- _Task brief_: Set out the records below again exactly; skip the images.

Referring expression pointing data:
==*==
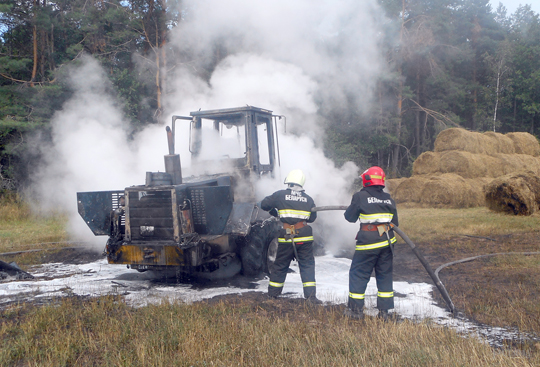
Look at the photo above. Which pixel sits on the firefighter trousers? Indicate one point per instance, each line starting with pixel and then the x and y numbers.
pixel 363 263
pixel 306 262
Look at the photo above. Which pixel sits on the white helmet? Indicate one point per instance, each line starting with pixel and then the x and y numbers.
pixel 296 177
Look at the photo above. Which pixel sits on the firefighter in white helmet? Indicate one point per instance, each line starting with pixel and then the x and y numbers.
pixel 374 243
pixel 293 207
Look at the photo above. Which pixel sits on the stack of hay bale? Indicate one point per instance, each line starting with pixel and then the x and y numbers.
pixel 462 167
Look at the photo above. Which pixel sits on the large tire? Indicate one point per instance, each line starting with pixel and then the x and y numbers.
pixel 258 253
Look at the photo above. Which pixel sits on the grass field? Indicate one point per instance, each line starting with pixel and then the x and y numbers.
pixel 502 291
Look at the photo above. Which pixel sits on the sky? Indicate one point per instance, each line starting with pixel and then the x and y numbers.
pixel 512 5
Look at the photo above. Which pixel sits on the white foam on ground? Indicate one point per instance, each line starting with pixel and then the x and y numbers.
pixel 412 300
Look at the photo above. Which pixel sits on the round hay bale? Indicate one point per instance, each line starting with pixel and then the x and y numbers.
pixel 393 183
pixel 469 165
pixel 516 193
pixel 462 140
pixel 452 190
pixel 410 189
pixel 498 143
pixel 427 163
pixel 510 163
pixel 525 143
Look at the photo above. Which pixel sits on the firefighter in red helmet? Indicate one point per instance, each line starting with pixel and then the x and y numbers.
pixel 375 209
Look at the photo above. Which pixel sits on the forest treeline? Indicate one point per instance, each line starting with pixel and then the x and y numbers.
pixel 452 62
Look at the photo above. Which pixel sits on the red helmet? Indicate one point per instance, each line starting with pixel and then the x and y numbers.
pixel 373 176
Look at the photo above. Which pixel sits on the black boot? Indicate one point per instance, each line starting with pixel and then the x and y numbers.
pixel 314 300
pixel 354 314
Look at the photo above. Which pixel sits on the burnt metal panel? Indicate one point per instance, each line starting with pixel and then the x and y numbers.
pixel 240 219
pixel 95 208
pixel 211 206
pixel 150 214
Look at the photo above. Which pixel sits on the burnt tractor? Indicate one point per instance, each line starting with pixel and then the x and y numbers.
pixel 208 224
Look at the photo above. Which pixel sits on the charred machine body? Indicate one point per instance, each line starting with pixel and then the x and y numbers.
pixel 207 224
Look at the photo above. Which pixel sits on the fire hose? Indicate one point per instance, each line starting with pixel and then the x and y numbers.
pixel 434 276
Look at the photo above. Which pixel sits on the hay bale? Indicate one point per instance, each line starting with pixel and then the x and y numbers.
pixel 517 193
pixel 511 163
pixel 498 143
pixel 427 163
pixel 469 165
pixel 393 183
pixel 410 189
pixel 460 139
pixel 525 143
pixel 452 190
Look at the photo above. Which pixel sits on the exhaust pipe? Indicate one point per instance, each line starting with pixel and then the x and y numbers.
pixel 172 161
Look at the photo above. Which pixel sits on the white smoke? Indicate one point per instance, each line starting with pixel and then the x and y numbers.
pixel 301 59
==*==
- _Solution_:
Look at the photo above. Which pixel sits on the firefighter trousers? Indicate one point per instance, each line starting with pixel and then the x and y numbers.
pixel 363 263
pixel 306 262
Look at the photo above. Which pixel sits on the white helmet? Indicate one point per instance, each line starting with pixel and then the x and y numbers.
pixel 296 177
Look at the photo above. Which pixel sits on the firefighter in white helmet? Indicate one point per instance, each line starting with pixel and then the x and y numbers.
pixel 374 243
pixel 293 207
Look at the photo above. Which pixel sits on the stack of hay bale? Indicate one point per instance, each line starting with pixel and then the x and y numbers.
pixel 462 167
Look at the photo above. Which pixel sits on the large tire? Indicate one point per instance, each line starting with pixel and then the x and y numbers.
pixel 258 253
Look at the photo above. Which pixel sits on the grass field? Indicate one point per instance, each line starting with pixel and then the x and y numbers.
pixel 502 291
Look at the photo above. Which pixel sits on the sky? Indicate one point per instance, each line starting with pixel and then the x and y numbers.
pixel 512 5
Look at the photo above. Which pixel sits on the white foam on ground? Indicate one point per instance, each line starting with pixel and then the x and y numbers.
pixel 412 300
Look at the photo above. Which pixel sits on the round hay bale? Indicate one point per instance, each line starting with pixel and then the x and y numbers.
pixel 393 183
pixel 469 165
pixel 516 193
pixel 462 140
pixel 452 190
pixel 410 189
pixel 498 143
pixel 427 163
pixel 510 163
pixel 525 143
Look at the photo above. Which pixel sits on the firefighter in red helmet? Indicate one point per instance, each line starting with pixel and then the x and y numbers.
pixel 375 209
Look at the photo above. Which pixel sits on the forest treeline? Indicate one point per instance, each line starting with pixel and then the x and y numbers.
pixel 452 62
Look at the photo above. Which pixel sits on the red helmet? Indicate one point per instance, each line starting with pixel and then the x and y numbers.
pixel 373 176
Look at the photo above. Which pixel sits on the black boot? Indicate one point per instance, each line starting with pixel and then the x and y numbers.
pixel 314 300
pixel 354 314
Look at the photo above. Which pixel sits on the burnt metal panel? Indicate one point per instance, each line starting with pixel and then the x and y numbers.
pixel 240 219
pixel 95 208
pixel 211 206
pixel 150 214
Look at the photo above. Which pixel sits on the burnt tractor? Indicate one point per instance, each line starting with pixel and then the x and y numbers.
pixel 208 224
Look at the photo above. Which pixel sits on the charred machine body? Indicate one point per instance, each line starting with pixel and then the x and y numbers.
pixel 207 224
Look at the photo above. Which pixel sits on the fire hose? Indicate one point per instance, each line starting with pixel and then the x and y numbers.
pixel 434 276
Look at the photo above. Which pixel sits on the hay bale? Indicate one point per instance, each line starting with pixel and then the x and y numbers.
pixel 517 193
pixel 511 163
pixel 498 143
pixel 427 163
pixel 469 165
pixel 393 183
pixel 410 189
pixel 460 139
pixel 525 143
pixel 452 190
Look at the photo above. Which pixel sits on the exhaust pipe? Indicate one point per instance, each line starting with pixel and then the x and y numbers.
pixel 172 161
Look at the photo above. Which pixel sits on the white smoke? Indicate one point per instance, each line starting with pixel and then the x and y numbers.
pixel 301 59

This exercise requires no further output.